Extract provided
──────

Every day for weeks, Afghans have showed up at the Hope Center, a ministry of local nonprofit, Building Hope in the City. They’re placed on a waiting list to be assigned a pro bono lawyer to help them file immigration paperwork for up to three family members back home.
“I think we’ve met most of the Afghan people in Cleveland,” said Wilson, who directs the nonprofit.
A founding member of the Refugee Services Collaborative of Greater Cleveland, Building Hope in the City is the only evangelical organization in Ohio providing specialized services for refugees, including a full-time attorney on staff, after World Relief Akron shut down in 2019.
Within four days, it was able to exceed its fundraising goal and collect over $66,000 from donors, enough to file applications for over a hundred family members under the provisions of a designated immigration status called humanitarian parole.
With 18,000 Special Immigrant Visa (SIV) applications already backlogged and the lengthy timeline of the traditional refugee route, parolee status—once rarely used—is now being encouraged by the government as a stopgap legal measure to get as many Afghans into and through the immigration pipeline as quickly as possible, once their application is approved.
The parole application is a 30-page document, written in complex language with legal nuances only an immigration lawyer can navigate, and costs $575 per person to file. So if a father were filing for his wife and three children to join him in the States, he would have to come up with $2,300, which could triple after the legal fees of hiring an attorney at an hourly rate.
But in just over a week, Building Hope in the City collected over $100,000, including donations from nearly a hundred first-time donors. Most of the money went to filing applications, and the rest has been set aside to help with the costs of resettling them once they get approved to arrive in the Cleveland area.
“As a combination of an immigration, school, and community center, we are uniquely situated by God,” Wilson said. “And we are more fluid because we’re not government funded. We are funded by individuals, organizations, and churches—so we are funded to be able to move quickly if we need to.”

──────

Dataset
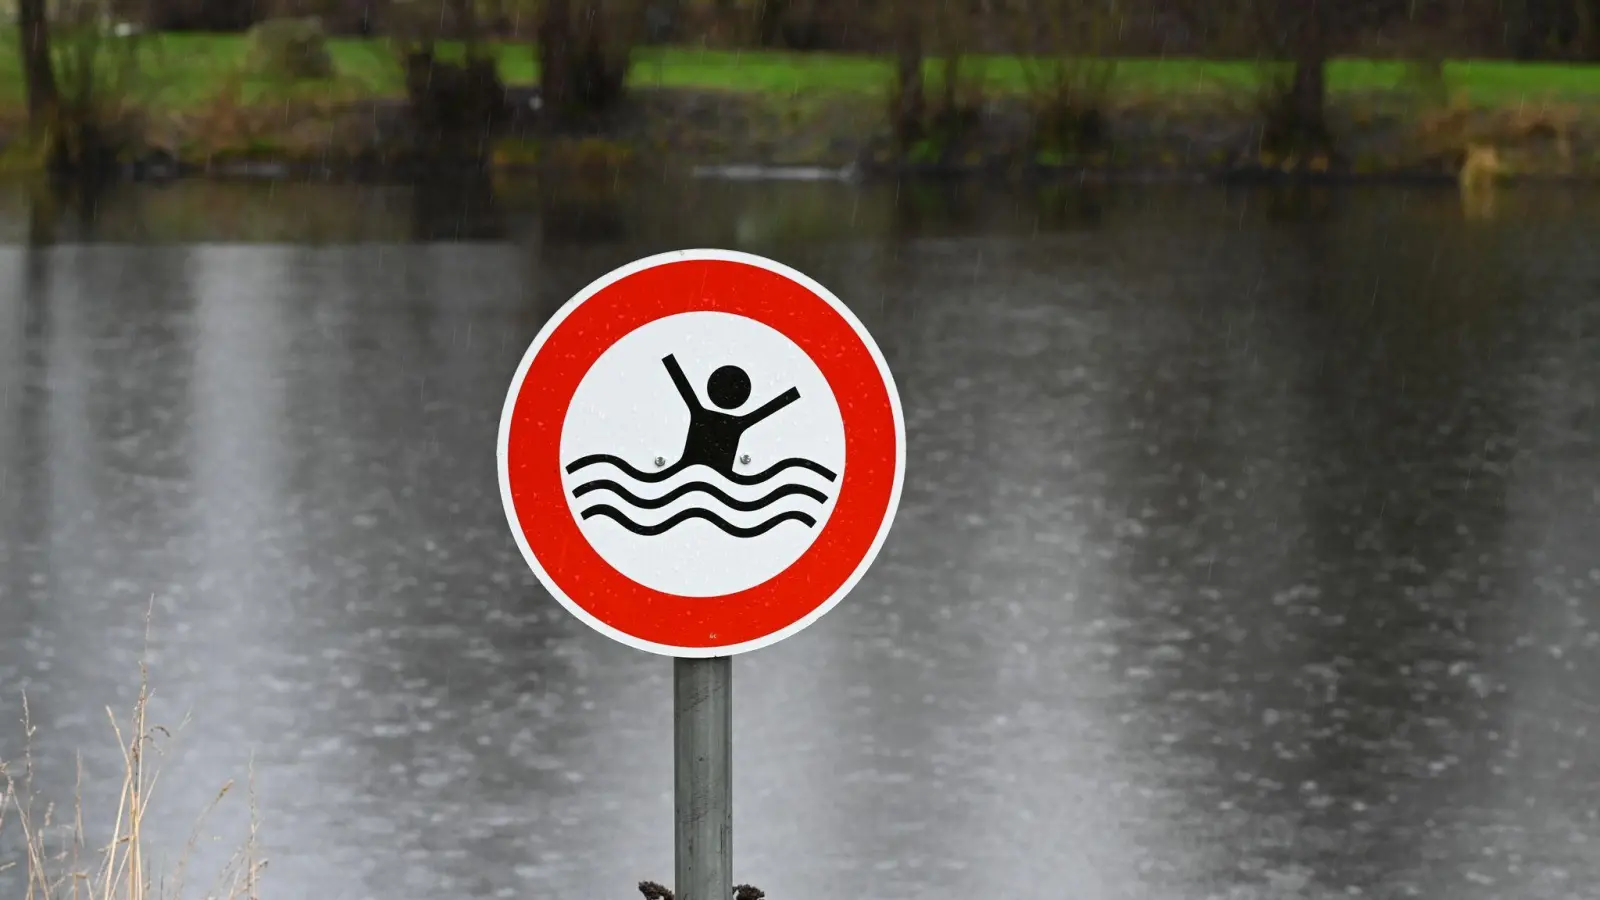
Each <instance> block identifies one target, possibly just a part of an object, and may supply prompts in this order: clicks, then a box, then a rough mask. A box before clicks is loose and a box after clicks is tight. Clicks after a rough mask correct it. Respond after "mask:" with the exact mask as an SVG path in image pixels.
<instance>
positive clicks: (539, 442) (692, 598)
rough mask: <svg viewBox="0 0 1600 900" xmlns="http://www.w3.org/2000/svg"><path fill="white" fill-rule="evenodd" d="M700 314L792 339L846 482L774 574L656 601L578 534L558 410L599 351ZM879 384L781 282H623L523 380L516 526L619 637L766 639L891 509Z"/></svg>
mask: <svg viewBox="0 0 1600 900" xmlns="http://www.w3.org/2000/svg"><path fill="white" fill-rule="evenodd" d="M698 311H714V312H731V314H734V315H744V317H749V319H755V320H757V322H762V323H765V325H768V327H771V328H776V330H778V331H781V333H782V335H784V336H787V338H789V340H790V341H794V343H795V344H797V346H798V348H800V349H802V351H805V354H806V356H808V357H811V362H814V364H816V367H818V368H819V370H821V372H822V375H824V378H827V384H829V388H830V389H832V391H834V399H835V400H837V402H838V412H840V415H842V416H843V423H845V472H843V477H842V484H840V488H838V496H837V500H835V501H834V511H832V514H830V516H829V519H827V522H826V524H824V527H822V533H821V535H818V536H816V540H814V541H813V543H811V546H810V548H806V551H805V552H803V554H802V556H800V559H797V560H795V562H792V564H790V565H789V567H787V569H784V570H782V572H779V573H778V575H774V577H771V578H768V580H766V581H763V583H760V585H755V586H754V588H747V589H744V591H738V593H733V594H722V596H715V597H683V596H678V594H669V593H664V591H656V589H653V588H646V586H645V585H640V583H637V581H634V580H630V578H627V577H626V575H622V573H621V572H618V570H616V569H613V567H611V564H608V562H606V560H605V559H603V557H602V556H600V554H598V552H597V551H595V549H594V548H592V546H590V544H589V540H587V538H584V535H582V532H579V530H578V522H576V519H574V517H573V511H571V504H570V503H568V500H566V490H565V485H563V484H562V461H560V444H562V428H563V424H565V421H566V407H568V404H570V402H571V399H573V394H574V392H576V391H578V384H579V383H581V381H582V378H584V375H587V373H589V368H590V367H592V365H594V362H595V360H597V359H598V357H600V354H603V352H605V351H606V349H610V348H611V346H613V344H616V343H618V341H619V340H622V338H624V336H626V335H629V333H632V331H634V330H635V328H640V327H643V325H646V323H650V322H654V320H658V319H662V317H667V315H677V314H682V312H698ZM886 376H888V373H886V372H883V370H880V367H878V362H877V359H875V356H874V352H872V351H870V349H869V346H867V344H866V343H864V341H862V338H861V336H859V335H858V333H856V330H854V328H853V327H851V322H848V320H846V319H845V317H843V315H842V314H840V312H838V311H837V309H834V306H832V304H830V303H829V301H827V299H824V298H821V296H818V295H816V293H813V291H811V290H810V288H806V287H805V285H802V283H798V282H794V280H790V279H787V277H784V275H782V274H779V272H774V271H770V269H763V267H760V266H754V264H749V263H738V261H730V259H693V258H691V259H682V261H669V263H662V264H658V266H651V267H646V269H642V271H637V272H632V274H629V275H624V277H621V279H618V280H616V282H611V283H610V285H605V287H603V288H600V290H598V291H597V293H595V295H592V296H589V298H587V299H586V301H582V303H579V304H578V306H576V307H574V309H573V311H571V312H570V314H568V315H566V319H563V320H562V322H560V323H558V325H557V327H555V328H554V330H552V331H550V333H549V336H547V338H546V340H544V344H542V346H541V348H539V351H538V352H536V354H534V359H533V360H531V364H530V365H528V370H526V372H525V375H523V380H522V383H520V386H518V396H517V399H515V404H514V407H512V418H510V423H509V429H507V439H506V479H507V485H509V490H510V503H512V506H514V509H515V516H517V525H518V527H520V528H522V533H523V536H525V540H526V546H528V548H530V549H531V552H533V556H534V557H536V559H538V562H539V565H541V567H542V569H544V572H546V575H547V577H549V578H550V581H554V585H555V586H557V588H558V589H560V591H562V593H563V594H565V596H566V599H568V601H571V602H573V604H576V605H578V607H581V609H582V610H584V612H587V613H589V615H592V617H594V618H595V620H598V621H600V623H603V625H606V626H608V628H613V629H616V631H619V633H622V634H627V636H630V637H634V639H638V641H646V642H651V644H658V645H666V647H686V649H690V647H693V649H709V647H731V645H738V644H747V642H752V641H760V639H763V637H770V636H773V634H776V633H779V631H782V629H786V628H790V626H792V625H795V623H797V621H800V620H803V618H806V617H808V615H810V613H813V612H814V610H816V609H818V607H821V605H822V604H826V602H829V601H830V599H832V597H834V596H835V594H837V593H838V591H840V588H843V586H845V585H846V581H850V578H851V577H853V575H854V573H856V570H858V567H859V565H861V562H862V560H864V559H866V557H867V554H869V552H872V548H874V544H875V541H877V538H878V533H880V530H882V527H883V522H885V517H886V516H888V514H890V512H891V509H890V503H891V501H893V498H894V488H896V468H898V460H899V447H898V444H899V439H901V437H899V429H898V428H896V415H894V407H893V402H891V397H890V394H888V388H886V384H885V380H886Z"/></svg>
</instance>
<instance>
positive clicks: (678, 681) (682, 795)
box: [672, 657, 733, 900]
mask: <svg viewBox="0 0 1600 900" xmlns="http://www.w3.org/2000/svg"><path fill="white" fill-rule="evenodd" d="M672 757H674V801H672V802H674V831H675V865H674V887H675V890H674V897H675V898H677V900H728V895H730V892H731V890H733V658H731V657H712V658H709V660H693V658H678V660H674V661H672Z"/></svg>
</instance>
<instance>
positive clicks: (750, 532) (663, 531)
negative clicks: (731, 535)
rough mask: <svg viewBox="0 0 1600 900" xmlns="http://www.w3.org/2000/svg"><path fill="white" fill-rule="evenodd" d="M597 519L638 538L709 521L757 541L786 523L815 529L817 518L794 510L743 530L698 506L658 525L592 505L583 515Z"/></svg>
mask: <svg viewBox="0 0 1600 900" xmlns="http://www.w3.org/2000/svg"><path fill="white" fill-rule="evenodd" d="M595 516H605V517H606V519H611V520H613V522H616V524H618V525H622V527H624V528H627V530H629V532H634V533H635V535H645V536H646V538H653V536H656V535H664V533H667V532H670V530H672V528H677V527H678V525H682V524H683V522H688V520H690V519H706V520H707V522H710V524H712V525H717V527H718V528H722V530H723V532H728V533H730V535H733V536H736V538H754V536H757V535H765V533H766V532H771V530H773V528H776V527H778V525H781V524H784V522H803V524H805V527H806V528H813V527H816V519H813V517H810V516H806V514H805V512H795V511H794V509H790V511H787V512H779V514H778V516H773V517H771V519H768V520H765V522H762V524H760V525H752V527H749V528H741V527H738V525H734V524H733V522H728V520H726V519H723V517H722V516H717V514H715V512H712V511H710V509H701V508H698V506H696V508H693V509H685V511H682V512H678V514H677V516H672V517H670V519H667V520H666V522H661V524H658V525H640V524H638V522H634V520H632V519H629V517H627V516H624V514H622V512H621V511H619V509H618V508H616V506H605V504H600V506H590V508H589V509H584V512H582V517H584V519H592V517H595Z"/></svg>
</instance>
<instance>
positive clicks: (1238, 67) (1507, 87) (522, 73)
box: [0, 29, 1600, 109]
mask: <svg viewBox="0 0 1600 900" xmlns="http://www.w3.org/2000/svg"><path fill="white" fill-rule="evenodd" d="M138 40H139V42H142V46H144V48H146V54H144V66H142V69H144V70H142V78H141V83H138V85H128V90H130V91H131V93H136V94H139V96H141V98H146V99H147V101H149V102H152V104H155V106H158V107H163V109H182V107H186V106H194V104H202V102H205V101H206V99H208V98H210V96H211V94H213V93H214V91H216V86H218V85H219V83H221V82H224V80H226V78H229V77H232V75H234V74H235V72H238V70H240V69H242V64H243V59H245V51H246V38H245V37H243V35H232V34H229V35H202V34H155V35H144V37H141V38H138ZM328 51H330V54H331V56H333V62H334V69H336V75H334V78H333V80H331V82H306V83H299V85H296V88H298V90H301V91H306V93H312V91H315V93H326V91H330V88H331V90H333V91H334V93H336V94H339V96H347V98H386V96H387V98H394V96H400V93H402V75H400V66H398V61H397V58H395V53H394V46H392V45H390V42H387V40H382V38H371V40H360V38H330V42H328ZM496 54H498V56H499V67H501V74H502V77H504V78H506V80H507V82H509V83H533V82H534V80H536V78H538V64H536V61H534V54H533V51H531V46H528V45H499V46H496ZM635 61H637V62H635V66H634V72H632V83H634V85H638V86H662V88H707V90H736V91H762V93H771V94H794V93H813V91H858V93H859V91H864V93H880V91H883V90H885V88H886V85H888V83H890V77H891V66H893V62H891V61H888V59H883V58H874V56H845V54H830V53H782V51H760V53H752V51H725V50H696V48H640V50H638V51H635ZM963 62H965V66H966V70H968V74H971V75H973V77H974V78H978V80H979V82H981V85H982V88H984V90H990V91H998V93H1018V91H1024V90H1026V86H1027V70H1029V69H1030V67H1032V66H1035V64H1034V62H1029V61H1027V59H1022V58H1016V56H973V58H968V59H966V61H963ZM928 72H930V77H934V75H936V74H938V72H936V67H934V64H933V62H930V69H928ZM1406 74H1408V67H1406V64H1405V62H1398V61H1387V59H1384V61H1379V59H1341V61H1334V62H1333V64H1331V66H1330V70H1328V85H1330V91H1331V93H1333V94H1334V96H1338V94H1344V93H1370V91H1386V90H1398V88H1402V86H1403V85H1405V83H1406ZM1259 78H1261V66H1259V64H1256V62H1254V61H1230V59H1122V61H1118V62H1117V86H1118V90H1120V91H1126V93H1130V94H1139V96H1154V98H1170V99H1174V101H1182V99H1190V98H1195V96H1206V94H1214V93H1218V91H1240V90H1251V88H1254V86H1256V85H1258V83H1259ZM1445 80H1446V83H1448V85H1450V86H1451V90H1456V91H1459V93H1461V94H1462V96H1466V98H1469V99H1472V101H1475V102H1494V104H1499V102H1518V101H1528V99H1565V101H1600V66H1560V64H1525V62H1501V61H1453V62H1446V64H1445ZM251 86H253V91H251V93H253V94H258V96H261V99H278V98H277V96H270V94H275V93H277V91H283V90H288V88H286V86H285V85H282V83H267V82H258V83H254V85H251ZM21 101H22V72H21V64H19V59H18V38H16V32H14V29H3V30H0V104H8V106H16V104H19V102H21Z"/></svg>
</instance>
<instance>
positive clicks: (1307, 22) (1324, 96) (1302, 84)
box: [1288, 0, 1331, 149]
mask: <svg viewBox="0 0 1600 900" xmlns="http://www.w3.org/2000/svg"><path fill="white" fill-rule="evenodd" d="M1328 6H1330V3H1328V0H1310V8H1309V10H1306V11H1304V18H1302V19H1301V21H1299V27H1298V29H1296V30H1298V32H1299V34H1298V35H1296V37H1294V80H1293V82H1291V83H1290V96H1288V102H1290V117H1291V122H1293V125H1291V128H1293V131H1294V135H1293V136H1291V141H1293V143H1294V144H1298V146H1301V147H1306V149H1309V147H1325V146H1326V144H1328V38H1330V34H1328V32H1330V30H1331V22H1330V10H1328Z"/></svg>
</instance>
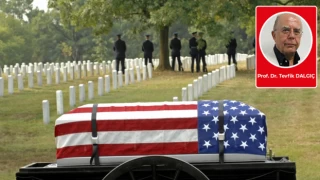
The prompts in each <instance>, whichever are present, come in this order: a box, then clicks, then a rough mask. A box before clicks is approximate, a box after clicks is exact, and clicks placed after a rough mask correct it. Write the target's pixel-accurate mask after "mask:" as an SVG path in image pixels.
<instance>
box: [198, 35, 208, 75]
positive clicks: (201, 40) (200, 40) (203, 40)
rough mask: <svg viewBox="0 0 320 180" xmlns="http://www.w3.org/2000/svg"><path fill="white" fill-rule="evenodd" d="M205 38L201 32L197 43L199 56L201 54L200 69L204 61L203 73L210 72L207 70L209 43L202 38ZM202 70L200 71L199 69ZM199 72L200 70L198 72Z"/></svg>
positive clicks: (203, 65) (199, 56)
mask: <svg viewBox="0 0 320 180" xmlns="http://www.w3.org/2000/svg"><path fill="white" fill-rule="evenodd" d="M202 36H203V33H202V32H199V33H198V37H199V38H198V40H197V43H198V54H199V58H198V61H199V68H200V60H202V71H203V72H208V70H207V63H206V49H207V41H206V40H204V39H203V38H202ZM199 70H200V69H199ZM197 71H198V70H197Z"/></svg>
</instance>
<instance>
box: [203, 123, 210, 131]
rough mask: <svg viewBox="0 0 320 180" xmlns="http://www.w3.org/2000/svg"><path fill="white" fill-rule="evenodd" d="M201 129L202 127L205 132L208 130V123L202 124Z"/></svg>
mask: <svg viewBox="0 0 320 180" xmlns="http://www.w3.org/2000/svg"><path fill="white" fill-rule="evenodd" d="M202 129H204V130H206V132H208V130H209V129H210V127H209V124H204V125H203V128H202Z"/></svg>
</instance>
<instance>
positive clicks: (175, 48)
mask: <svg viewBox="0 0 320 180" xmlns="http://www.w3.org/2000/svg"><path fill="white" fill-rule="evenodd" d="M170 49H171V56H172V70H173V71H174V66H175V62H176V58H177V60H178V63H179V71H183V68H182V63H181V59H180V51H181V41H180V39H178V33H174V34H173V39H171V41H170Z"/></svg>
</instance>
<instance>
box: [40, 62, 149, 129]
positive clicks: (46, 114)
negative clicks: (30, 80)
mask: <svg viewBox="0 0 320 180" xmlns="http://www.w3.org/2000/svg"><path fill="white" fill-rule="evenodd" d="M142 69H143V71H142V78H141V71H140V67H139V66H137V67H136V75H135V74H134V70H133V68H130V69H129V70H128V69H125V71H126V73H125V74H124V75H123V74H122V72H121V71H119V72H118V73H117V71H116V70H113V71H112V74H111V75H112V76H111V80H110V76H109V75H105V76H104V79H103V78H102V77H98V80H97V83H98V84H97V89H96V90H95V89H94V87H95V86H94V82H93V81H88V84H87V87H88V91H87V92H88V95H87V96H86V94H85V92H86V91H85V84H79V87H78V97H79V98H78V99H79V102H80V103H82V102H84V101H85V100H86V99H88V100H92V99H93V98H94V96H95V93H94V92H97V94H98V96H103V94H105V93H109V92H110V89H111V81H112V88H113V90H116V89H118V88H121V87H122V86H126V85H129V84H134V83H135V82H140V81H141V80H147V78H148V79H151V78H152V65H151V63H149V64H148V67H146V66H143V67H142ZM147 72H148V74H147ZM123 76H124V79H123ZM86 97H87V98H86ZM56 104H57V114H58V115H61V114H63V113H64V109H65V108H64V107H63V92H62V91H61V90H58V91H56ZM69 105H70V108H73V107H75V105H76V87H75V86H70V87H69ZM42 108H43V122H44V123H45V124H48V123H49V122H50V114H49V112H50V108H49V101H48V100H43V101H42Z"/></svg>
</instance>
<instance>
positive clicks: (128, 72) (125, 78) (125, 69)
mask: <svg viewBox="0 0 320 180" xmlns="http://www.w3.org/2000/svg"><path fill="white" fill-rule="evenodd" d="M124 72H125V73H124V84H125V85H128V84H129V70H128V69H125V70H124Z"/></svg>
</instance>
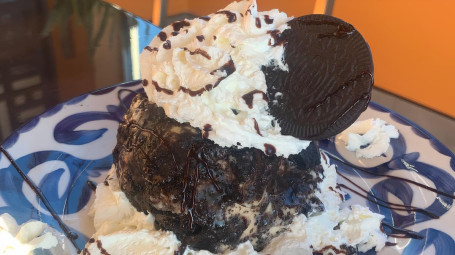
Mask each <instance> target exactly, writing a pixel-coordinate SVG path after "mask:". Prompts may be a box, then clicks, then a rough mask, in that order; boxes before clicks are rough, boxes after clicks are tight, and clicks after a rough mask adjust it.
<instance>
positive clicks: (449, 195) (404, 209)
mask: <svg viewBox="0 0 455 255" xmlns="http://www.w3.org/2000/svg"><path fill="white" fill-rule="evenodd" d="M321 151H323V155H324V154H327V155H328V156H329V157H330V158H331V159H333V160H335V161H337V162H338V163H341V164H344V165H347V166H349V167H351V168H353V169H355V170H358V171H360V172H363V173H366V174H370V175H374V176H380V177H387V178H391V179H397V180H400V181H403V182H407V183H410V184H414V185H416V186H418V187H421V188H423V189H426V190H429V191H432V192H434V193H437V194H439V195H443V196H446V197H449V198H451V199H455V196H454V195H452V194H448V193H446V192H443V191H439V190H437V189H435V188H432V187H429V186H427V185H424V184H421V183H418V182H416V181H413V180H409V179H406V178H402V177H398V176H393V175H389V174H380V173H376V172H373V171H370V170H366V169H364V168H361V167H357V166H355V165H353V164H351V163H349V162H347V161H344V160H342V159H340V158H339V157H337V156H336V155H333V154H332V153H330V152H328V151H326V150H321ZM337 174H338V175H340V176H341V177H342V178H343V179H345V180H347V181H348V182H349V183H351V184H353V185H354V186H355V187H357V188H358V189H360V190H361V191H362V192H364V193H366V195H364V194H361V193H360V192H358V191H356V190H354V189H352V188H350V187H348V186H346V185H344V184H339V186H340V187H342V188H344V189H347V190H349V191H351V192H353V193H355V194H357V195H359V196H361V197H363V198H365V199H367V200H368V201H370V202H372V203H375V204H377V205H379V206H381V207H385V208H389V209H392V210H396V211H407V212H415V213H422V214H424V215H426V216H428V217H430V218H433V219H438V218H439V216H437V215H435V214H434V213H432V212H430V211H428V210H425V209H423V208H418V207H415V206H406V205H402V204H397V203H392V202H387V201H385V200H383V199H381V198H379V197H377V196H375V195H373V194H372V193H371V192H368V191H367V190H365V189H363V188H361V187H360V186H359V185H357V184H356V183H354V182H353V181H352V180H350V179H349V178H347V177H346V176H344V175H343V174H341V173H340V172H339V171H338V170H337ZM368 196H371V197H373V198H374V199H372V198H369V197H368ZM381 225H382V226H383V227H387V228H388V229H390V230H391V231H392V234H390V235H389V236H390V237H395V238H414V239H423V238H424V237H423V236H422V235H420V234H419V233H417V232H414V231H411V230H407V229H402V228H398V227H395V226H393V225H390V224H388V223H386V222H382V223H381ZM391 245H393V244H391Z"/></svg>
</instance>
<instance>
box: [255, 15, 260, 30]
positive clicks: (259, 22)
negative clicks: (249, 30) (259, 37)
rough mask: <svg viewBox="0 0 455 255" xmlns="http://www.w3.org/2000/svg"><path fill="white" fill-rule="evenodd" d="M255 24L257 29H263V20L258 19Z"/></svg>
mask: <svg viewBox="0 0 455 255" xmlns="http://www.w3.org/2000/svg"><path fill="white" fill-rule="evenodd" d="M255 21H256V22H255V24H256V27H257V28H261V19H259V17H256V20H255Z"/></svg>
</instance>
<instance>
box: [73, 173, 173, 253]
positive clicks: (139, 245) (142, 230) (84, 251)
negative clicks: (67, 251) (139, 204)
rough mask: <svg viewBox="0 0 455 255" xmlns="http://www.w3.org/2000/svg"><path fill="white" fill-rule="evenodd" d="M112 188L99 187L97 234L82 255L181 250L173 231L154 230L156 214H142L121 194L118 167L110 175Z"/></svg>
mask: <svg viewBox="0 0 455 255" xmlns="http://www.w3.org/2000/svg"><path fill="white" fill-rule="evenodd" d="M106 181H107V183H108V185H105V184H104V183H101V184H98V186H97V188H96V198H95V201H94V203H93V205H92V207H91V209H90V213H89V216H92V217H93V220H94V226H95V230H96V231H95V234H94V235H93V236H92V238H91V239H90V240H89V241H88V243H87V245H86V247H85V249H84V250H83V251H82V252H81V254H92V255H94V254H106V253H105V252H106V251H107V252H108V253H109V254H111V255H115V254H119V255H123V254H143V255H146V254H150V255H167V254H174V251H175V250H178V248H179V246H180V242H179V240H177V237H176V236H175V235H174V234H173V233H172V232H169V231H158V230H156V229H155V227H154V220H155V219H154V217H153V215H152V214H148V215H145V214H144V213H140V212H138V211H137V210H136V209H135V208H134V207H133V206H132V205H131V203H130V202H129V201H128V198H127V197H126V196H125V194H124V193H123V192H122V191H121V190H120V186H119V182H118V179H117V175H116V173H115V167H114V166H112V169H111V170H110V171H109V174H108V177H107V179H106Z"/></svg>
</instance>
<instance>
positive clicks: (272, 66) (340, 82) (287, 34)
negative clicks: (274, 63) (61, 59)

──────

Problem 1
Print the passage from the article about Building Hope in the City, starting at "With 18,000 Special" and ending at "application is approved.".
Problem 2
According to the article about Building Hope in the City, how much does it cost per person to file the parole application?
Problem 3
List the sources of funding that Wilson names for the nonprofit in the article about Building Hope in the City.
None of the entries above are needed for this work.

Reply 1
With 18,000 Special Immigrant Visa (SIV) applications already backlogged and the lengthy timeline of the traditional refugee route, parolee status—once rarely used—is now being encouraged by the government as a stopgap legal measure to get as many Afghans into and through the immigration pipeline as quickly as possible, once their application is approved.

Reply 2
$575 per person.

Reply 3
Individuals, organizations, and churches.